EXTRACTED TEXT below:

Casualty departments in crisis as Algarve doctors threaten mass-walkout

Seventeen doctors running Algarve casualty units have threatened to resign on Monday (June 15) over rules they claim put nurses in the position to make decisions “only a qualified doctor should make”.

The region’s hospital boss Pedro Nunes, however, says it’s all a storm in a teacup.

The controversy began after hospital administrators announced new rules for Lagos, Portimão and Faro’s A&E departments.

According to the 17 doctors in charge, the rules give nurses the authority to make decisions such as “transfer patients to other medical departments or call ambulances to transport them somewhere else”.

The doctors say the nurses’ new powers could create “management conflicts”, as they effectively give nurses “just as much power as doctors”.

“It makes no sense,” João Dias, regional director of the independent syndicate of doctors (SIM) explained, adding: “At a time when hospitals should have a calm environment and be preparing for a flood of people during the summer when there’s always a lack of doctors, there is a conflict that will destabilise everybody.”

Thus A&E bosses have given health chiefs until Monday (June 15) to rescind the new rules.

End of EXTRACTED TEXT.
DATA SHOWN below:

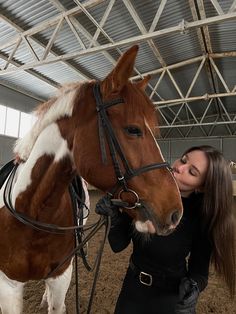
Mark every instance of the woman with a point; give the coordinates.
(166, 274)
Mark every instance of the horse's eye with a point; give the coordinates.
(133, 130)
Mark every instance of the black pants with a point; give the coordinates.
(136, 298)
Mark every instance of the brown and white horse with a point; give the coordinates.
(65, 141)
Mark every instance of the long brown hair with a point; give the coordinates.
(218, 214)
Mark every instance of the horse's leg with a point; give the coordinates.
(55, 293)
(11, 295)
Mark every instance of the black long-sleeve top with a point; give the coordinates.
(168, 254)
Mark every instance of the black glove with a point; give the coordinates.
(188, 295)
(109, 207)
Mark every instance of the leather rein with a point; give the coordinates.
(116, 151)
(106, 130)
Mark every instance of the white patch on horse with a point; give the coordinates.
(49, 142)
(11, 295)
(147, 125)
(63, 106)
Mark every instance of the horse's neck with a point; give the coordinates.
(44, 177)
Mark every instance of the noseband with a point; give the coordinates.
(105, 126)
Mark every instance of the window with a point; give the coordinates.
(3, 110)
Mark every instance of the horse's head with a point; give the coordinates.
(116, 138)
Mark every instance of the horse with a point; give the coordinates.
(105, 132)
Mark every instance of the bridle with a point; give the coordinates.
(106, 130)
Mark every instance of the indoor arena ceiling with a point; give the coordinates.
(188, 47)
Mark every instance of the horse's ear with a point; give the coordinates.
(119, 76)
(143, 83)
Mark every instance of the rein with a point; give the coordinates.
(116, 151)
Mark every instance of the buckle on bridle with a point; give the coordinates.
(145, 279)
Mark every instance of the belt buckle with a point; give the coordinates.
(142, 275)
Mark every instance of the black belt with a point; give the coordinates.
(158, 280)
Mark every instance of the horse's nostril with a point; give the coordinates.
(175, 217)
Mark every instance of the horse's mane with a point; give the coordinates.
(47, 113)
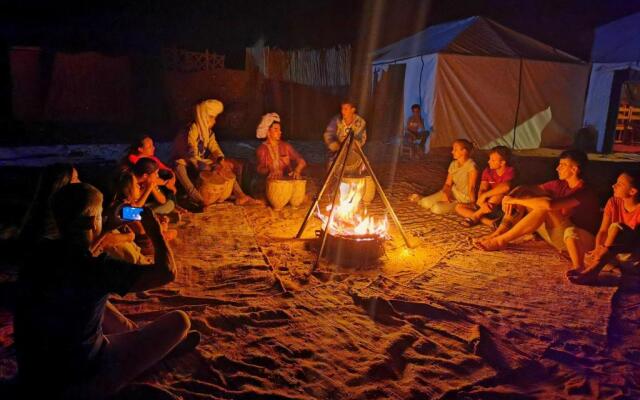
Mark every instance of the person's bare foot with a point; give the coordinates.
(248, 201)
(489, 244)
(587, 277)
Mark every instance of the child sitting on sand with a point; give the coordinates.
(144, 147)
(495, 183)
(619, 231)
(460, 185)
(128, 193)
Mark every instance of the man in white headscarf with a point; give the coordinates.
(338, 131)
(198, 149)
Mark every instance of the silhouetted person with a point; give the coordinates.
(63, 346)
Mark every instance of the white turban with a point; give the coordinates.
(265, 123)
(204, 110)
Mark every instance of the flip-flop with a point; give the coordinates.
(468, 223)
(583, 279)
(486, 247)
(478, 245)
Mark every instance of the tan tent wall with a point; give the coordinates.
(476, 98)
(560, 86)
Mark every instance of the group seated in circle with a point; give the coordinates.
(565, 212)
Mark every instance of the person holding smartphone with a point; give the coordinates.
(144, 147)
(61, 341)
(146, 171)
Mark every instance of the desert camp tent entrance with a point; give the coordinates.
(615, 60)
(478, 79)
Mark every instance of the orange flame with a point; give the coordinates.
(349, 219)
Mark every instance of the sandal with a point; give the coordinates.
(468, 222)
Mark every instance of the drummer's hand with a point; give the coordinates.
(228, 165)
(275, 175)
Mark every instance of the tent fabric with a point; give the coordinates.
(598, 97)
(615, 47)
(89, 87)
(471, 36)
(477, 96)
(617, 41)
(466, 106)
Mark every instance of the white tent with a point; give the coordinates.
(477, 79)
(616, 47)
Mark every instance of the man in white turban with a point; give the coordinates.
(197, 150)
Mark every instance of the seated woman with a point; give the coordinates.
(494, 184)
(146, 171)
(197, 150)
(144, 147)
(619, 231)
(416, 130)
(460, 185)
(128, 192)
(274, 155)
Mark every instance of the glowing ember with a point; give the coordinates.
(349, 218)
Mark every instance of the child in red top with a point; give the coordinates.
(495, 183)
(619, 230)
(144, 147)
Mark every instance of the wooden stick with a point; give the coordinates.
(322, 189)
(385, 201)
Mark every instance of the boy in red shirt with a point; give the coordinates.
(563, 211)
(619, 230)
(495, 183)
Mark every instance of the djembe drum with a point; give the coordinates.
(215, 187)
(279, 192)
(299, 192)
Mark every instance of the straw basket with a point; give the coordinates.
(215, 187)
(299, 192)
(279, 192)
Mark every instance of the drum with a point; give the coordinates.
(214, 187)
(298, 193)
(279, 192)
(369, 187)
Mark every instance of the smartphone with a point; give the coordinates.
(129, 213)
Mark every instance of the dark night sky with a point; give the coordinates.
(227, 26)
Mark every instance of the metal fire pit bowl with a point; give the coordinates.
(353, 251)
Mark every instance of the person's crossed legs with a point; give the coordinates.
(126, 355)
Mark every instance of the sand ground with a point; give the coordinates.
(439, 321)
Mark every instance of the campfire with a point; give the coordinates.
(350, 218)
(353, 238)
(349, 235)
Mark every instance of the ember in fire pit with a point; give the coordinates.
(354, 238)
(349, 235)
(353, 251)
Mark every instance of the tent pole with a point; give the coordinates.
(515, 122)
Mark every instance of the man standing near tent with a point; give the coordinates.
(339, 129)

End of DATA SHOWN.
DATA SHOWN below:

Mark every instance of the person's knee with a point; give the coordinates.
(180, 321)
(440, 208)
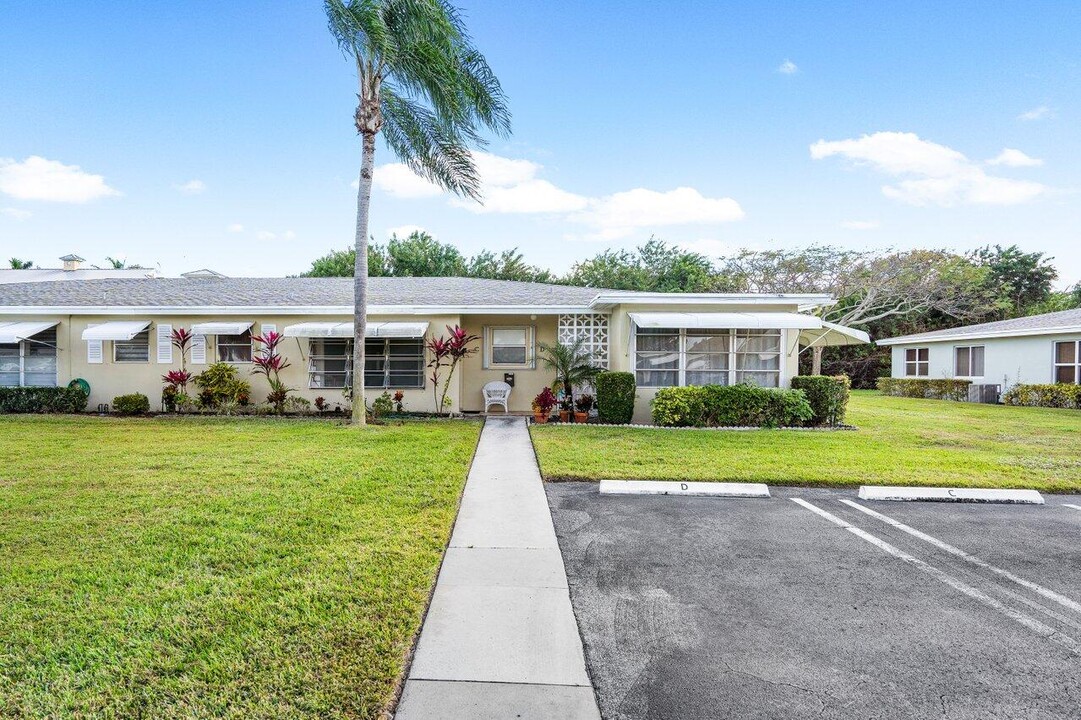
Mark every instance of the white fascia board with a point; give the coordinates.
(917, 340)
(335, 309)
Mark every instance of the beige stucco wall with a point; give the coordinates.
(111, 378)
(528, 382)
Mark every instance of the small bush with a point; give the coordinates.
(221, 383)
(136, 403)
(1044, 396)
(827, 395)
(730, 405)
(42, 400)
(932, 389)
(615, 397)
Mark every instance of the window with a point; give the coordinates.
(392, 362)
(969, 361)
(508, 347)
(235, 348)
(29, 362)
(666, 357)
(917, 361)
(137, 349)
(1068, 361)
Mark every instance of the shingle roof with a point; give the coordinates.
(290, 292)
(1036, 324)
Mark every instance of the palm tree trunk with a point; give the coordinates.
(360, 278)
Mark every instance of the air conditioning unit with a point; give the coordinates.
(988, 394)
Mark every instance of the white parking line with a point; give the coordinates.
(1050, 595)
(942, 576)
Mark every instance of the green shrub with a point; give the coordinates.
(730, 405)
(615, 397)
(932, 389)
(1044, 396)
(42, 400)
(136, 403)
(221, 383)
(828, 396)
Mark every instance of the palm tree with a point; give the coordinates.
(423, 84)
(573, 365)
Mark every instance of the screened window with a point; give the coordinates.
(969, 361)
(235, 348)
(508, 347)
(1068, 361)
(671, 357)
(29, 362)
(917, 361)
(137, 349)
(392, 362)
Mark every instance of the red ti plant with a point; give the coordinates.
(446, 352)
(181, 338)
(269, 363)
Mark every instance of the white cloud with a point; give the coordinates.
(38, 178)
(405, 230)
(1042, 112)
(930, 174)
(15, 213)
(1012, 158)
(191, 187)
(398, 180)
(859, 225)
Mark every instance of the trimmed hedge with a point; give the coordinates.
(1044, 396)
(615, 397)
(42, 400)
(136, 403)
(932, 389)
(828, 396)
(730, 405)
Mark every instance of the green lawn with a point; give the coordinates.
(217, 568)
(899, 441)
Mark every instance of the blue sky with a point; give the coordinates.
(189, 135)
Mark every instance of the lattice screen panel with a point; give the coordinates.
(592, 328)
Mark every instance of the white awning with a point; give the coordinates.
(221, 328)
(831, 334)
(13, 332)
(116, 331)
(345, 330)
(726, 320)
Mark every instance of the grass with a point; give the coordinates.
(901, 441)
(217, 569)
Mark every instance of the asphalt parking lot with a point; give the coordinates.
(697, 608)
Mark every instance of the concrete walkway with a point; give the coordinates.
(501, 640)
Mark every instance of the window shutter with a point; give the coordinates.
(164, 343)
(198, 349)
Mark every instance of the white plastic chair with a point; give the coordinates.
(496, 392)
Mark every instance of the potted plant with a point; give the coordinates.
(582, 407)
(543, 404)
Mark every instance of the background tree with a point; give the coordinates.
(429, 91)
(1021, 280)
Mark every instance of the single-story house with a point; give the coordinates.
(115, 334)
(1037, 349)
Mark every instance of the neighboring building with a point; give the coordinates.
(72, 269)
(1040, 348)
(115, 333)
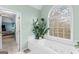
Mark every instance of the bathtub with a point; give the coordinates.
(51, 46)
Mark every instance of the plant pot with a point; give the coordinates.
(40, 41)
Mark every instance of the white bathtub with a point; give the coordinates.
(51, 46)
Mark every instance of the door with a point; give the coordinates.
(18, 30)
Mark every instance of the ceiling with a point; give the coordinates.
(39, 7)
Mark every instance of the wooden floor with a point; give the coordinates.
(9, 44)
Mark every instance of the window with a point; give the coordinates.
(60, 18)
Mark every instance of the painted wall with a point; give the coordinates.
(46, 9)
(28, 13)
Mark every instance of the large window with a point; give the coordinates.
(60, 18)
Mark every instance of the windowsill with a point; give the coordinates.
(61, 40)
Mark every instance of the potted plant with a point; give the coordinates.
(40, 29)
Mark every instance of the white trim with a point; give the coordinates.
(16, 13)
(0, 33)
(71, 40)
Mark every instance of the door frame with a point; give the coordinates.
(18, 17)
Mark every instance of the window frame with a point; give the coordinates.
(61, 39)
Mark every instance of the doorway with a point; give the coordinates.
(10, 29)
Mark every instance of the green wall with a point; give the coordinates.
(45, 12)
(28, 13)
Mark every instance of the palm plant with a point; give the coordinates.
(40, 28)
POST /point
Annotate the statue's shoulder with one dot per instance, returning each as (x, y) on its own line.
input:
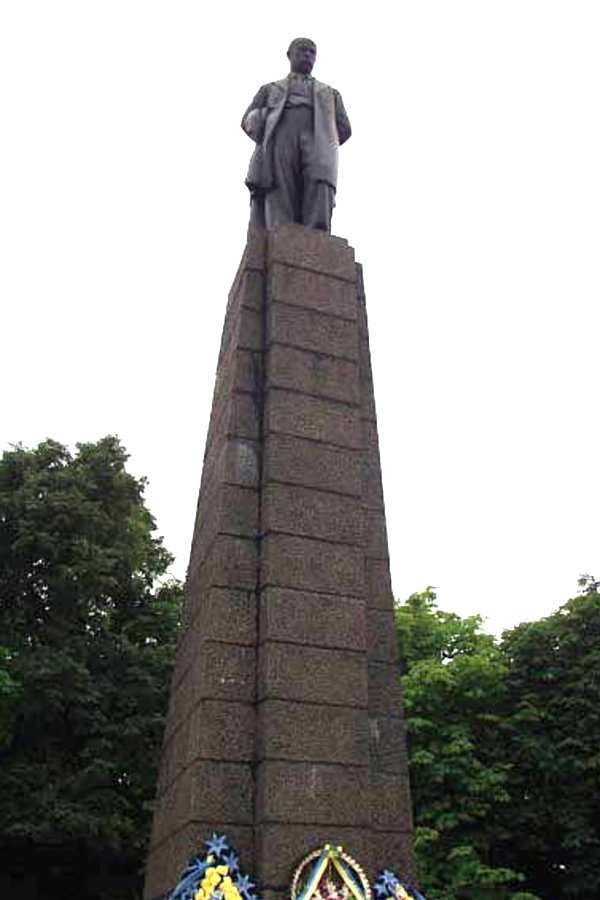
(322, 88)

End of DATA SHOWN.
DATA SHOWN below:

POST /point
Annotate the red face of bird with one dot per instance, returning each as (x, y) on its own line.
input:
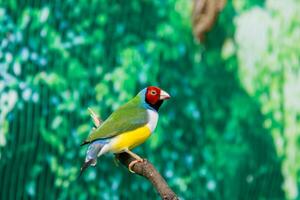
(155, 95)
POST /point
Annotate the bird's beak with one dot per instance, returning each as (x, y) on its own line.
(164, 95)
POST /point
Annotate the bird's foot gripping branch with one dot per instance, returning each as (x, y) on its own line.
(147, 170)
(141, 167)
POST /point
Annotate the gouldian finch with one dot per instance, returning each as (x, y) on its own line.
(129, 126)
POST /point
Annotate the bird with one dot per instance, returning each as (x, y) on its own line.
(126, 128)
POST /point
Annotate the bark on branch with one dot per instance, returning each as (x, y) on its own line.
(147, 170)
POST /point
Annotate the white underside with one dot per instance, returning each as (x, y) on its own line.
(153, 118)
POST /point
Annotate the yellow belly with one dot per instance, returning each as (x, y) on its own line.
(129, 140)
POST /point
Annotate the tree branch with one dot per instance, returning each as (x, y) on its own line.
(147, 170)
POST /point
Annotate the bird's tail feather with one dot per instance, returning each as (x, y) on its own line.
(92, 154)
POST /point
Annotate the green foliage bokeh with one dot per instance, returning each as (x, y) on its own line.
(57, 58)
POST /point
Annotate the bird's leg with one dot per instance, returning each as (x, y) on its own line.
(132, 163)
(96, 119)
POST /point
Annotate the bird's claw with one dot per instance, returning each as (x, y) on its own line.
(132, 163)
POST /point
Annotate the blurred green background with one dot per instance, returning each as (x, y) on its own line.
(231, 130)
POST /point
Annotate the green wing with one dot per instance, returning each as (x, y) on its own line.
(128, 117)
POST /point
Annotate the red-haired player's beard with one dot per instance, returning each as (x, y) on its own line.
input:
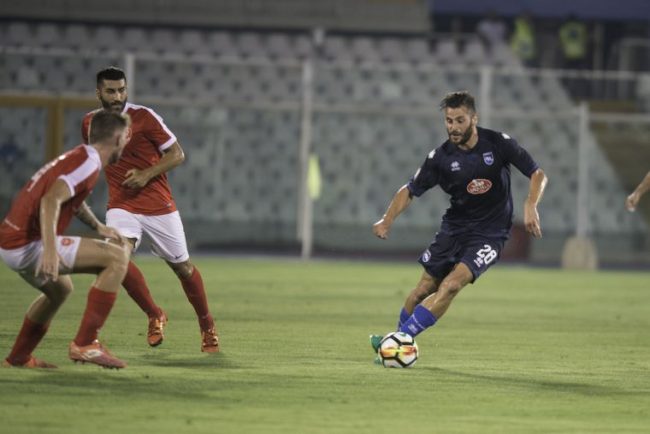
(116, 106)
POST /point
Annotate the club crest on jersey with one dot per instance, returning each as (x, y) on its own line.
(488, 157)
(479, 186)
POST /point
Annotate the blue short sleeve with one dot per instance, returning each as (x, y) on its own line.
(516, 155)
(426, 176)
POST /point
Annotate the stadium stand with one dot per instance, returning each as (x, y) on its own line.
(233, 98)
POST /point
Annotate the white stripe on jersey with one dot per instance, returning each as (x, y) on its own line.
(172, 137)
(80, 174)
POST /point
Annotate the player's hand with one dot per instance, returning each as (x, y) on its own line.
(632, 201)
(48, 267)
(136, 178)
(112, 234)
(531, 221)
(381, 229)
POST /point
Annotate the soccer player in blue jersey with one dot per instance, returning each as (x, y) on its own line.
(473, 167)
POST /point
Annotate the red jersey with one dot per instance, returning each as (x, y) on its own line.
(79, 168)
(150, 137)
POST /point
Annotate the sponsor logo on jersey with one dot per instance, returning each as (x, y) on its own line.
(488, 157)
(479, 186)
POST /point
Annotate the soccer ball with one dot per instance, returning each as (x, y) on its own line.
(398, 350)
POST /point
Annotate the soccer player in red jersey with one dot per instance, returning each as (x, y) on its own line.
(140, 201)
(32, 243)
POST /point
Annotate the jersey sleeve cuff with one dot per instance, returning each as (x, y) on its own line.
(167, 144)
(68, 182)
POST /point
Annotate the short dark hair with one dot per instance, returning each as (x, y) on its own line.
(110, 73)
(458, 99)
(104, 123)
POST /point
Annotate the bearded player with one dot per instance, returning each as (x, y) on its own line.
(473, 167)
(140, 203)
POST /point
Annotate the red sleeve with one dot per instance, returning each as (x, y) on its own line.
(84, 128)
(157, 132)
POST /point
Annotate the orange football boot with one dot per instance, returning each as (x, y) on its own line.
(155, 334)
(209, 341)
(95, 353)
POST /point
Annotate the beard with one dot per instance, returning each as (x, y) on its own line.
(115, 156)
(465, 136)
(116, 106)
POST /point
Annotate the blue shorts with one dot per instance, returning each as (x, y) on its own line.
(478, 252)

End of DATA SHOWN.

### TASK INSTRUCTIONS:
#1 For each statement about the article on the Algarve doctors' threatened walkout, answer yes or no and quote the words from the article that decide it.
(a) The doctors threatening to resign number seventeen.
(b) The new rules cover the A&E departments in Lagos, Portimão and Faro.
(c) Pedro Nunes agrees that the situation is serious.
#2 Using the article on the Algarve doctors' threatened walkout, answer these questions:
(a) What position does João Dias hold?
(b) What do the doctors say the nurses' new powers could create?
(c) By what day must health chiefs rescind the new rules?
#3 Continue the article on the Algarve doctors' threatened walkout, starting after its final sentence.
The listing has nothing to do with this.

### ANSWERS BY TASK:
#1
(a) Yes: "Seventeen doctors running Algarve casualty units have threatened to resign on Monday (June 15)"
(b) Yes: "new rules for Lagos, Portimão and Faro’s A&E departments"
(c) No: "says it’s all a storm in a teacup"

#2
(a) He is regional director of the independent syndicate of doctors (SIM).
(b) They could create "management conflicts."
(c) By Monday (June 15).

#3
Talking to hospital chief Pedro Nunes, the Resident heard a different side to the story. Nunes told us the doctors have misunderstood the new rules.

“It won’t be nurses who decide whether or not a patient should be transferred somewhere else”, he told us. “That decision is a medical one and is still the responsibility of the doctors.”

“What changes is that nurses can now deal with the administrative work of calling ambulances and transferring patients,” he explained, saying the “idea was to reduce the administrative workload of casualty doctors”.

“All we wanted to do was to make their job easier,” he added. “If doctors insist, we will go back to the old rules.”

“There is no reason for such a fuss,” he concluded.

Thus, doctors, Nunes and the rest of the hospital board will be meeting tomorrow (June 12) in a bid to sort the whole issue out.